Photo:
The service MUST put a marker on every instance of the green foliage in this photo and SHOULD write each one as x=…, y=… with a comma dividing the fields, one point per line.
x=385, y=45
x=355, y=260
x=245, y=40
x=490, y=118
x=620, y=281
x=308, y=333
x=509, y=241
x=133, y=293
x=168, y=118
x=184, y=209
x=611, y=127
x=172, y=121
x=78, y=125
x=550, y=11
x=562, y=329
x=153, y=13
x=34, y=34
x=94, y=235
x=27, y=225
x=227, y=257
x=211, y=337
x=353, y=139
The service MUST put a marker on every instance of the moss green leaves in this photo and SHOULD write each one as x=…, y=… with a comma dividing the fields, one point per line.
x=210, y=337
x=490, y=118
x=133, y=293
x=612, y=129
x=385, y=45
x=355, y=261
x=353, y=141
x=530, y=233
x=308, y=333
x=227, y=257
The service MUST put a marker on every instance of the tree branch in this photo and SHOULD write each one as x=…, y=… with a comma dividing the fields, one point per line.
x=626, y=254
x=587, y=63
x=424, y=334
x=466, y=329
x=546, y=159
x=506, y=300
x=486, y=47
══════
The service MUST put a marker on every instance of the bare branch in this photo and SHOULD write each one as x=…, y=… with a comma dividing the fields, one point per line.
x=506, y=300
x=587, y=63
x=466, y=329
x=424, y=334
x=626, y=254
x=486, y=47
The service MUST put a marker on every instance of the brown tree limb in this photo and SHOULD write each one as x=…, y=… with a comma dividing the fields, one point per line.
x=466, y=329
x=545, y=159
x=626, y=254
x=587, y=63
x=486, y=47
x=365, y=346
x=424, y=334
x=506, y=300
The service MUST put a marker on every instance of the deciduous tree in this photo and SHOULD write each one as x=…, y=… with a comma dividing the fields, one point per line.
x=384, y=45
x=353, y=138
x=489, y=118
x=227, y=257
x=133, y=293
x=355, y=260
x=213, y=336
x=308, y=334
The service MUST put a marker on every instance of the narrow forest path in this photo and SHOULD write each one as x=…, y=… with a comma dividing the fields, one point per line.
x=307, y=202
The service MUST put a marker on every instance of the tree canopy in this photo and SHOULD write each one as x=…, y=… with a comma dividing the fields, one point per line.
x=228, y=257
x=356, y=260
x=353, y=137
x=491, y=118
══════
> **WHAT IS ASKED**:
Pick out each line of the items above that contains the word "canopy". Case matters.

> **CORRECT RESPONSE**:
The service MUST put a marker on every instance of the tree canopy in this photo and SHOULD write each one as x=…, y=… with a comma dividing the fields, one point per line.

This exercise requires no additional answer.